*Activity:* Only the lines holding the string "khaki" are needed; copy each of them from the data.

*Supplied records:*
################
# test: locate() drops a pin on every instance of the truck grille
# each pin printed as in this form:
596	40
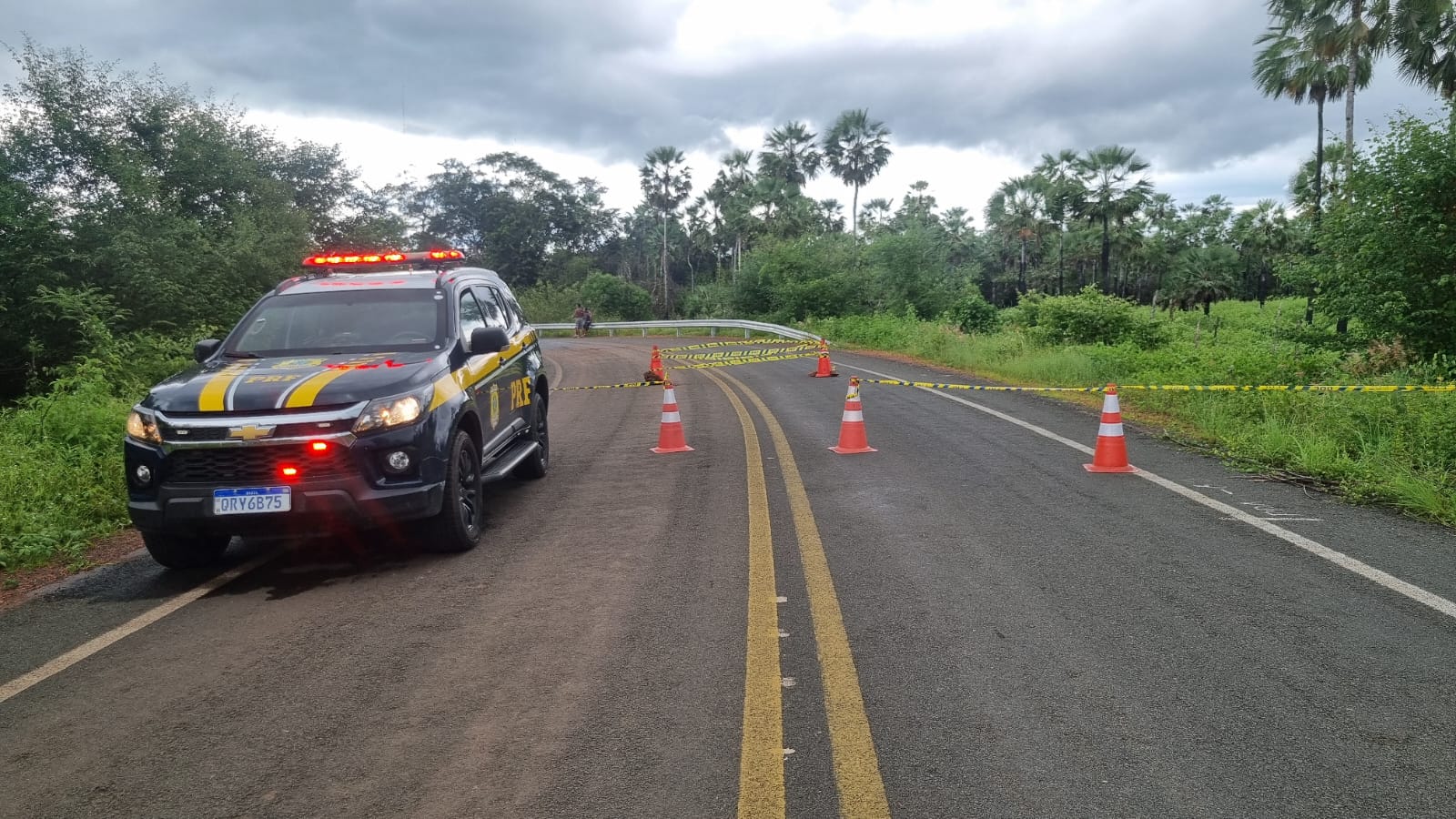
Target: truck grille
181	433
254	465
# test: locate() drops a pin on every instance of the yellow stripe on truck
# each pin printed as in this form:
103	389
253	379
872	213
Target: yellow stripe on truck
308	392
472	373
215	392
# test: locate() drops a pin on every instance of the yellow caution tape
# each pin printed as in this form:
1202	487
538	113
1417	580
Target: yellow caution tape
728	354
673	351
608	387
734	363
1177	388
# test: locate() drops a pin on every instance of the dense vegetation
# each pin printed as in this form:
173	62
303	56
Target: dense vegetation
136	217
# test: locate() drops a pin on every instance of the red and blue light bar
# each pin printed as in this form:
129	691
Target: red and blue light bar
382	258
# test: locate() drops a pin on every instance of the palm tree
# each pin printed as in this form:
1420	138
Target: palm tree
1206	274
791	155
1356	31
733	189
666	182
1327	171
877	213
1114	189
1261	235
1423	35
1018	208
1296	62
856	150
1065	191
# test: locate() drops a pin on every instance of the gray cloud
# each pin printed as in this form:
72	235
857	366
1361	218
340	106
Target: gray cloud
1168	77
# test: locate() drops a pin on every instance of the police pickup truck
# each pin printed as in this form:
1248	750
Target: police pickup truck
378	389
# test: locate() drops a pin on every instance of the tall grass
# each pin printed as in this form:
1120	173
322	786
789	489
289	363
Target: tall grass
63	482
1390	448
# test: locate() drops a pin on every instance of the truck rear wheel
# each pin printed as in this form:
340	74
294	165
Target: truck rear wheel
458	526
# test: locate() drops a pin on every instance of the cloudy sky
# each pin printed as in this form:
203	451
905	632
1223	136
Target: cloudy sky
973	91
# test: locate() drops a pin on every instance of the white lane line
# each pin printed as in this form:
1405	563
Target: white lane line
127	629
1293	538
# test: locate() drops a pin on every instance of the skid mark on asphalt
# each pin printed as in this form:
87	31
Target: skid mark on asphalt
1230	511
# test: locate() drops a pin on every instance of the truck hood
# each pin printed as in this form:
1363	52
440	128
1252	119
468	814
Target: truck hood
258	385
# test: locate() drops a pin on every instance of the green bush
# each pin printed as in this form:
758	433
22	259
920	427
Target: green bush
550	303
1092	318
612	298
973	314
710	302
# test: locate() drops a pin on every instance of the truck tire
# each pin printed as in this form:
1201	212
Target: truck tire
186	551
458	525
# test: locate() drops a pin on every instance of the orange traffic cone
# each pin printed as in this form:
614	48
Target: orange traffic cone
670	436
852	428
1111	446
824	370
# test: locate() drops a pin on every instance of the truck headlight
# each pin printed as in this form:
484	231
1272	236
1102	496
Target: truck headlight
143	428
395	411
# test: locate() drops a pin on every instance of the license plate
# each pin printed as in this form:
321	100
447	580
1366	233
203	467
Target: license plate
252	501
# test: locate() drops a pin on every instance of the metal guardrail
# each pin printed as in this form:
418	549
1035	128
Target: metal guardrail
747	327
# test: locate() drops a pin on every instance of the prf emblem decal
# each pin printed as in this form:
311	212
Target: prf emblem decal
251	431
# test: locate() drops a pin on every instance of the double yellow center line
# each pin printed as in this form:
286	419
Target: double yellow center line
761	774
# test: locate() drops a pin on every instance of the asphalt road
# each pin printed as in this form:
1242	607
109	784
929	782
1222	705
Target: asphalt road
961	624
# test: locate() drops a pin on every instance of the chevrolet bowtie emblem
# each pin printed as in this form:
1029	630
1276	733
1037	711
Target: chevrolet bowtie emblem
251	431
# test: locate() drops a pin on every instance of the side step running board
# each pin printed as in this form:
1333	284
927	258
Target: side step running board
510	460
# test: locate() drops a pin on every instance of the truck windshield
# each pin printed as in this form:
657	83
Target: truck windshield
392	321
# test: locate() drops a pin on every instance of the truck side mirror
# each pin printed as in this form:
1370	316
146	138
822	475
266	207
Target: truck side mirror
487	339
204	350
################
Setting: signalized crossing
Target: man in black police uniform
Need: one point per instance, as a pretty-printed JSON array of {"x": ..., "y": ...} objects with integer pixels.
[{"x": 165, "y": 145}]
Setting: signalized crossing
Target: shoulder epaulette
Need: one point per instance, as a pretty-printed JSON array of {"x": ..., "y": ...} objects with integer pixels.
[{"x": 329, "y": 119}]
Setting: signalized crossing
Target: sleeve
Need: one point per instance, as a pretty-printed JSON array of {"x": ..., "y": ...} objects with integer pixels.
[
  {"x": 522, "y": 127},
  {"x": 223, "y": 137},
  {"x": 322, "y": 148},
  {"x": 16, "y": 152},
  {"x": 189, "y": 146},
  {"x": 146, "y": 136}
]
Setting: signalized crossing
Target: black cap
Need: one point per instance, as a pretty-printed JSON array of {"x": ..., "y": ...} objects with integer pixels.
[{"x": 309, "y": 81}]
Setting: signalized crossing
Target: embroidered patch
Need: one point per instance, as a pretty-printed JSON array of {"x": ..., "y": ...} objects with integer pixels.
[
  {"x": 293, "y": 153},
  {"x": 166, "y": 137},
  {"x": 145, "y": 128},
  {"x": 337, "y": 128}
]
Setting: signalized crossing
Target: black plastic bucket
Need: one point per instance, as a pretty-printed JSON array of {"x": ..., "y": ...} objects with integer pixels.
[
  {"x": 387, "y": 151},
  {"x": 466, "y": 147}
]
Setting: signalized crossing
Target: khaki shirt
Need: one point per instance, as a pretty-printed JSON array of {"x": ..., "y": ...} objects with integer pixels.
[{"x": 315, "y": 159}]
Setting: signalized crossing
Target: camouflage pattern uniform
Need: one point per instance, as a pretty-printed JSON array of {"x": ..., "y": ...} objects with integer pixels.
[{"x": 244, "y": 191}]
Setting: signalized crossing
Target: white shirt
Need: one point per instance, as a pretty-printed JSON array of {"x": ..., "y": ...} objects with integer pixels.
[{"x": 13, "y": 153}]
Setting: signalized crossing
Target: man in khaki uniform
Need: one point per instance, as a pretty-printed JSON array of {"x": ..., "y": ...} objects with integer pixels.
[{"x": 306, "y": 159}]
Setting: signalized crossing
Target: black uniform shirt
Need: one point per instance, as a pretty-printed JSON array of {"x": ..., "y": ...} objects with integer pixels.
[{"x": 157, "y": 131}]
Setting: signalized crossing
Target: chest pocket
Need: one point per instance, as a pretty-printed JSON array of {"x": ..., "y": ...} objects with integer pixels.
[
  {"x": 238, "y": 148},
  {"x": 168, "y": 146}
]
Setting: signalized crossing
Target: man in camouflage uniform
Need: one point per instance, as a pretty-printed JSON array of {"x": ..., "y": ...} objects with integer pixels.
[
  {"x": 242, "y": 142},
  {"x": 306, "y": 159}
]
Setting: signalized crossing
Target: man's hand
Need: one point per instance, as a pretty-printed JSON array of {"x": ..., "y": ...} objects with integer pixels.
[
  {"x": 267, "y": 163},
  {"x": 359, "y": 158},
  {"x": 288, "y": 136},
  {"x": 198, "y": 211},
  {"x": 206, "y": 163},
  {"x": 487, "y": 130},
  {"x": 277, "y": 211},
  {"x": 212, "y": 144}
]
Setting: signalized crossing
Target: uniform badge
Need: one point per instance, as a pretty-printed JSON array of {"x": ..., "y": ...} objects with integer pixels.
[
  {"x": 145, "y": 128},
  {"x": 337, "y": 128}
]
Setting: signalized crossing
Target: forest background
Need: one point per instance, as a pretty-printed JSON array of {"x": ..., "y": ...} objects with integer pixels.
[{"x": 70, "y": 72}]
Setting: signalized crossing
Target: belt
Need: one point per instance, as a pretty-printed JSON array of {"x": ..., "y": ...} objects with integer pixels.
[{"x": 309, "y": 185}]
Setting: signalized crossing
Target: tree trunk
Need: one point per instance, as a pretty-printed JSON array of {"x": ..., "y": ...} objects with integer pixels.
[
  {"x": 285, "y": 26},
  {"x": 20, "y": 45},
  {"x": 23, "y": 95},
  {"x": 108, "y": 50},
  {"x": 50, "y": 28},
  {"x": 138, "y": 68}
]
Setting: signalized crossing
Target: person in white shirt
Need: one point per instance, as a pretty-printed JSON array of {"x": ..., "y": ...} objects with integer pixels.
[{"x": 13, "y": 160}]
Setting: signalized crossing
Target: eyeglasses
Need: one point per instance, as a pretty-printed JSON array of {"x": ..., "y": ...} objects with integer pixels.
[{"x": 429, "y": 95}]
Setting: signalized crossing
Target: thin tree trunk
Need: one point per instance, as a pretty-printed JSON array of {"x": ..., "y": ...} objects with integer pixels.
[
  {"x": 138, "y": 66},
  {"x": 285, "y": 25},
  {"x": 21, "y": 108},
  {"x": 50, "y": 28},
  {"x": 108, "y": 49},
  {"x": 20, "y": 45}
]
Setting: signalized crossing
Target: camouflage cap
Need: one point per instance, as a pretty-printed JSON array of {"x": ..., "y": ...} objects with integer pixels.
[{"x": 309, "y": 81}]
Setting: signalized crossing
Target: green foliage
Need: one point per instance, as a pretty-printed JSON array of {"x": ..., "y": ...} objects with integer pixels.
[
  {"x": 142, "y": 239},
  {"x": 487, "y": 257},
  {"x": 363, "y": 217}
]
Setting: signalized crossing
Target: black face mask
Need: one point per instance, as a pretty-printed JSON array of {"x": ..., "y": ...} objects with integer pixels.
################
*Answer box:*
Target: khaki shirt
Target: man in khaki uniform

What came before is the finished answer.